Reproduce a passage of the read stream patch word for word: begin at the words "Previous commits caused" and stop after the words "insertions(+), 47 deletions(-)".
+++ Document excerpt
From ab0e0c198b5299cf015a7c9ef357d8651a776aef Mon Sep 17 00:00:00 2001
From: Andres Freund <andres@anarazel.de>
Date: Mon, 30 Mar 2026 12:25:07 -0400
Subject: [PATCH v3 08/10] WIP: read stream: Split decision about look ahead
 for AIO and combining

Previous commits caused a regression due to the this conflation. This is a
first attempt at fixing the problem.  Needs significant reordering and
splitting if it works out.

Author:
Reviewed-by:
Discussion: https://postgr.es/m/
Backpatch:
---
 src/backend/storage/aio/read_stream.c | 242 +++++++++++++++++++++-----
 1 file changed, 195 insertions(+), 47 deletions(-)

diff --git a/src/backend/storage/aio/read_stream.c b/src/backend/storage/aio/read_stream.c
index 144b3613c92..1c375edad1d 100644
--- a/src/backend/storage/aio/read_stream.c
+++ b/src/backend/storage/aio/read_stream.c
@@ -98,10 +98,14 @@ struct ReadStream
 	int16		max_pinned_buffers;
 	int16		forwarded_buffers;
 	int16		pinned_buffers;
-	int16		distance;
+	/* limit of how far to read ahead for IO combining */
+	int16		combine_distance;
+	/* limit of how far to read ahead for starting IO early */
+	int16		readahead_distance;
 	uint16		distance_decay_holdoff;
 	int16		initialized_buffers;
-	int16		resume_distance;
+	int16		resume_readahead_distance;
+	int16		resume_combine_distance;
 	int			read_buffers_flags;
 	bool		sync_mode;		/* using io_method=sync */
 	bool		batch_mode;		/* READ_STREAM_USE_BATCHING */
@@ -332,8 +336,8 @@ read_stream_start_pending_read(ReadStream *stream)
++++++
+++ Data entries
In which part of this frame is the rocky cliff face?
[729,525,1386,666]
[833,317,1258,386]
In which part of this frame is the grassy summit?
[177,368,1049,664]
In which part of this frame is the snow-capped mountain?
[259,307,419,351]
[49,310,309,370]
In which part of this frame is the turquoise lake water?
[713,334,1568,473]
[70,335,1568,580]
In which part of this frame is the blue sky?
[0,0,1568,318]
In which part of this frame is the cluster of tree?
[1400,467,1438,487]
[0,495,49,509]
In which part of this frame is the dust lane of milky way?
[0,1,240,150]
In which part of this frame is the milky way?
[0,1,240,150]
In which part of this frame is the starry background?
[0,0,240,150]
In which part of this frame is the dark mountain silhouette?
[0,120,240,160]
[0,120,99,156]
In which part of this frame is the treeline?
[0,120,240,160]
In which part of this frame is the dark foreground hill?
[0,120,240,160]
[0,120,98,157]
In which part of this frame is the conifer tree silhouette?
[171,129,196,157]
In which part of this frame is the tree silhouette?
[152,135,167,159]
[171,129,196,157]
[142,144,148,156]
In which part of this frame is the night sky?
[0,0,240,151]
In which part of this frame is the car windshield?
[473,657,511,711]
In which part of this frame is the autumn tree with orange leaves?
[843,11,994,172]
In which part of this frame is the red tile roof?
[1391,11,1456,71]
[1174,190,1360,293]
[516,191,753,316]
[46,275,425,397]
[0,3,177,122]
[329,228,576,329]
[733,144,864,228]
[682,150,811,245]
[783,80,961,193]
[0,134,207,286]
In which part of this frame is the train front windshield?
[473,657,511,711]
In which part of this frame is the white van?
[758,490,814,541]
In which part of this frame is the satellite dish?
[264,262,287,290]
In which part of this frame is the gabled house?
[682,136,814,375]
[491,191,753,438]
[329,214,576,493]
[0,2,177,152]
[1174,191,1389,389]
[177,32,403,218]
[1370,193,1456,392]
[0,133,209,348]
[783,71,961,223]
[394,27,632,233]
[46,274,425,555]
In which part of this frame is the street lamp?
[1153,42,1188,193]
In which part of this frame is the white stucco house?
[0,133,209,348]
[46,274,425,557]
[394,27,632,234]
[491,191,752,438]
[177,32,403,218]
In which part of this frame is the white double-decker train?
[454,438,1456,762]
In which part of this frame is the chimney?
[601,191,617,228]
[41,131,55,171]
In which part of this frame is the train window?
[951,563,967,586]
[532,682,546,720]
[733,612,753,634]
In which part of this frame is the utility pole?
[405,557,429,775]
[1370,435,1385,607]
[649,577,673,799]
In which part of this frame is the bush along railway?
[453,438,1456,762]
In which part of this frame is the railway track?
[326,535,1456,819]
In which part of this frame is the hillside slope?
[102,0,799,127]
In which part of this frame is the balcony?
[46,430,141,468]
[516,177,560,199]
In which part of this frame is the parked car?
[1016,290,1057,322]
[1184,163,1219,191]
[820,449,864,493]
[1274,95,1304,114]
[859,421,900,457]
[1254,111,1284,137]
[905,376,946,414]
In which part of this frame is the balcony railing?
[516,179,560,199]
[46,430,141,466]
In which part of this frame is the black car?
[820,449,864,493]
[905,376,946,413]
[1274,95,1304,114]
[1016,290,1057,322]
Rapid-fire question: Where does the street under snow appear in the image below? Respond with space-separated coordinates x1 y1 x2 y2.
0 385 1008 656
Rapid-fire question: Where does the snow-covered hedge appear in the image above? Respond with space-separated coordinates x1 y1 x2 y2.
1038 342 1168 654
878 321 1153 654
++++++
**Solution to this exercise**
Previous commits caused a regression due to the this conflation. This is a
first attempt at fixing the problem.  Needs significant reordering and
splitting if it works out.

Author:
Reviewed-by:
Discussion: https://postgr.es/m/
Backpatch:
---
 src/backend/storage/aio/read_stream.c | 242 +++++++++++++++++++++-----
 1 file changed, 195 insertions(+), 47 deletions(-)